SOURCE:
* BEGIN *

Aside from throwing haymakers and uppercuts, fighters have colourful personalities.
Parros sports a thick, black mustache that would make even Lanny MacDonald proud, and has shoulder–length, WWF wrestler-style hair. Parros says he does it to entertain the Ducks – “keep the boys loose,” as he puts it.
At the end of every season, the tough guy chops his locks and donates them to a charity. And for those who think fighters are big and dumb: Parros graduated from Princeton with a degree in economics.
“A lot of people are surprised when they hear that,” he admits.
Belak is also hard to miss. His nose is crooked from being broken “a couple of times” and he has seven tattoos, including two that cover his forearms completely.
His markings range from a guardian angel, to the word ‘mayhem,’ and even one of Yosemite Sam on his back.
Like Parros, Belak makes the best of his limited, fourth line role, saying, “the only way to survive with the media and everyone is to have some fun.”
While in Toronto for seven seasons, the heavyweight was always game for a laugh. He once told a reporter he would “kill someone if he ever got traded,” because he’s “too lazy to move.”
In 2006, Rogers Sportsnet aired a six-minute segment where he talks about his dream of playing the most games as a Maple Leaf without scoring a single goal.
So while smaller players such as Jared Boll, Daniel Carcillo and David Clarkson all play a regular shift and have shown a willingness to drop their gloves, none provide the flare and character the heavyweights have to offer.
The end of heavyweights in the NHL will not mean the end of fighting but losing guys like Belak and Parros would be a knockout that no fan should wish for.

* END *

YOUR TASKS:
1. Who is named in the text on hockey fighters? List every person.
2. Quote the text on hockey fighters word for word, everything from "While in Toronto" down to "a single goal.".

Point placement records
* BEGIN *

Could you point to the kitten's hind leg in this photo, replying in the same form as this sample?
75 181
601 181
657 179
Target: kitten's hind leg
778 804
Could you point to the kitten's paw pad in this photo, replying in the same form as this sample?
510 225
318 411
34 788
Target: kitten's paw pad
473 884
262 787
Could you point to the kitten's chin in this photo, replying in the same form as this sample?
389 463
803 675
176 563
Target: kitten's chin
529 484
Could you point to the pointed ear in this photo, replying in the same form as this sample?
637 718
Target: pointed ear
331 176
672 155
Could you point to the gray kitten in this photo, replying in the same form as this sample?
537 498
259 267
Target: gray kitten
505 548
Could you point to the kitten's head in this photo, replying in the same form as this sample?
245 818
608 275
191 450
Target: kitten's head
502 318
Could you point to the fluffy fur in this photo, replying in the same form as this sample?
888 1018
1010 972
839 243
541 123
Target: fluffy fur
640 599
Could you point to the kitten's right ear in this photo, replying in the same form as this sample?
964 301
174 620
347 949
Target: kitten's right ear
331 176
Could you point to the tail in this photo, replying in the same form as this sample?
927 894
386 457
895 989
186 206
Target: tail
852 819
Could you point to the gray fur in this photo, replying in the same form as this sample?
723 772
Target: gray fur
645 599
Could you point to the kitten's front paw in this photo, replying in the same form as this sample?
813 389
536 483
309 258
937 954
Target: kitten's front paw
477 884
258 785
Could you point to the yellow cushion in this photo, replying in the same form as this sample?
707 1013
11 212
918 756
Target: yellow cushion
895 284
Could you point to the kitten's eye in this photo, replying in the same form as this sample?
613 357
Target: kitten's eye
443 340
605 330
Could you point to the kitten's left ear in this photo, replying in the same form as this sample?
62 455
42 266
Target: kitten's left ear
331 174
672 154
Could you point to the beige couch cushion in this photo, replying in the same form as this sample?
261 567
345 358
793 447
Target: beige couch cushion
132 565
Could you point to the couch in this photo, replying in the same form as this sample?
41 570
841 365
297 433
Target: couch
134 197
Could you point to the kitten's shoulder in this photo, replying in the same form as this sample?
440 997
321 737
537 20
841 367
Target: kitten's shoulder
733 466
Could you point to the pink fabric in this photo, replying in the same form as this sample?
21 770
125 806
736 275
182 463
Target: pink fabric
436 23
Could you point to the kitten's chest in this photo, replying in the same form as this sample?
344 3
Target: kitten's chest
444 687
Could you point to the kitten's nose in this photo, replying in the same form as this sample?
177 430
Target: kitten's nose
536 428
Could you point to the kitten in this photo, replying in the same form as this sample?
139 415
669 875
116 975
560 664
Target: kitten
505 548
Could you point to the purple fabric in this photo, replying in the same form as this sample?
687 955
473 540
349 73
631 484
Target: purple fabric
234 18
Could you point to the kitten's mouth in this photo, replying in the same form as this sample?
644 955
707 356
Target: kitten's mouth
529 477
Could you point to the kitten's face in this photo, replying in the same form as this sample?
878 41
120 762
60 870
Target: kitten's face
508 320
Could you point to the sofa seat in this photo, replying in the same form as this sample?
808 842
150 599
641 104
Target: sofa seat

* END *

TASK-BY-TASK OUTPUTS:
1.
- Parros
- Lanny MacDonald
- Belak
- Jared Boll
- Daniel Carcillo
- David Clarkson

2.
While in Toronto for seven seasons, the heavyweight was always game for a laugh. He once told a reporter he would “kill someone if he ever got traded,” because he’s “too lazy to move.”
In 2006, Rogers Sportsnet aired a six-minute segment where he talks about his dream of playing the most games as a Maple Leaf without scoring a single goal.